§ Requirements:
a - Answer these questions from the reports on the Balibo inquest below, one line each:
(i) What code name was the East Timorese eyewitness given?
(ii) In what year was Yosfiah appointed Indonesia's minister for information?
(iii) Whose request led to the inquest being set up?
b - Can you shorten the paragraph beginning "Yosfiah, who rose to hold the post" in the reports on the Balibo inquest below, keeping its main facts?
c - Do these statements agree with the reports on the Balibo inquest below? Answer yes or no for each and quote the deciding words.
(i) The witness said the journalists' bodies were buried.
(ii) The witness told the truth to an Australian journalist in 1999.
(iii) The five journalists were killed in Balibo in October 1975.

§ Page:
(begin)

Subject: Yosfiah 'accused' over Balibo killings
Yosfiah 'accused' over Balibo killings,
Killed in cold blood - Inquest hears how Indonesians shot Balibo 5
Tuesday, February 6, 2007. 1:18pm (AEDT)
Former minister first to fire, Balibo inquest told
An eyewitness to the shooting of the Balibo Five in East Timor in 1975 has told a Sydney court that a man who later became an Indonesian government minister was the first to shoot at the journalists.
The Glebe Coroners Court in Sydney is holding an inquest into the death of Brian Peters, who was one of the five journalists working for Australian networks who were killed in East Timor in 1975.
The inquest is continuing to hear evidence from an East Timorese eyewitness who has been given the code name Glebe 2.
He has told the court how he saw two white men with their hands above their heads. There was a lot of shouting and shooting.
In court today, he identified Yunus Yosfiah from the Indonesian military as the man who first started shooting at the journalists.
The inquest has been told that in 1998 Mr Yosfiah was appointed as the minister for information in the Indonesian government.
The inquest continues.
Agence France Presse -- English
February 6, 2007 Tuesday 9:26 AM GMT
Indonesian minister "shot at" foreign reporters while soldier
SYDNEY, Feb 6 2007
An Indonesian military commander who later became a government minister opened fire on a group of Australian-based journalists killed in East Timor in 1975, an inquest heard Tuesday.
The inquest at Sydney's Glebe Coroners Court is examining the death of Brian Peters, one of five journalists killed by Indonesian troops in the Timorese border town of Balibo in October 1975.
Jakarta maintains the so-called "Balibo Five" were killed in crossfire during a skirmish ahead of Indonesia's invasion of East Timor but their families insist they were murdered and there was a cover-up.
The inquest, set up after a request from Peters' sister, heard evidence from an East Timorese witness who said he saw the men being shot.
The witness, known by the codename "Glebe 2," said he had trained with the Indonesian military and was with special forces troops when they went into Balibo in October 16, 1975.
He identified captain Mohammad Yunus Yosfiah as the first soldier to open fire on the five journalists before his colleagues joined in.
Yosfiah, who rose to hold the post of Indonesia's information minister in the late 1990s and is now a retired general, has admitted leading the attack on Balibo but denied involvement in the deaths of the journalists.
The witness told the inquest there had been no shooting from the house where the journalists were staying before the attack.
He said the journalists' bodies were set on fire and military officials warned him not to tell anyone about the shooting, describing it as "top secret."
The witness said he had lied to Australian investigators about the incident, but finally told the truth to an Australian journalist in 1999.
"Because in East Timor I saw a lot of injustice and massacres and as an East Timorese I couldn't support that anymore," Glebe 2 said.
Yosfiah denied the allegations and said that as captain he could not have been at the forefront of the attack.
"This is not the first time -- and I do not think it will be the last time either -- that they are attacking me. My answer remains unchanged," Yosfiah told AFP in Jakarta, adding that he had "never seen those journalists."

(end)

§ Given information:

(begin)

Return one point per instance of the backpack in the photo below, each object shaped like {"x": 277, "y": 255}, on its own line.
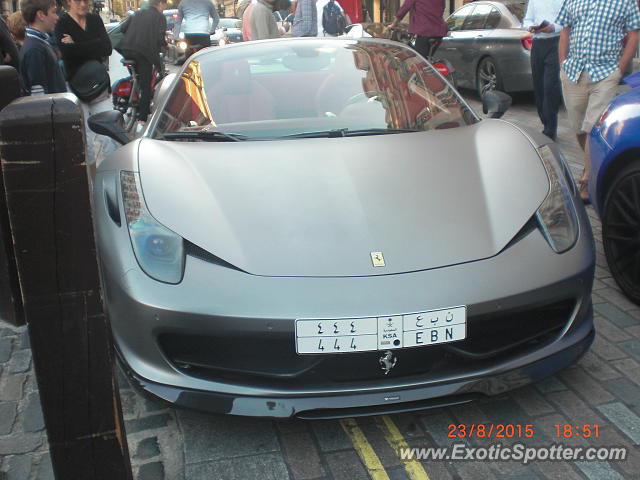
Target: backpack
{"x": 333, "y": 21}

(end)

§ Task answers:
a -
(i) Glebe 2
(ii) 1998
(iii) Brian Peters' sister's

b - Yosfiah, Indonesia's information minister in the late 1990s and now a retired general, admits leading the attack on Balibo but denies any part in the journalists' deaths.

c -
(i) No: "the journalists' bodies were set on fire"
(ii) Yes: "finally told the truth to an Australian journalist in 1999"
(iii) Yes: "killed by Indonesian troops in the Timorese border town of Balibo in October 1975"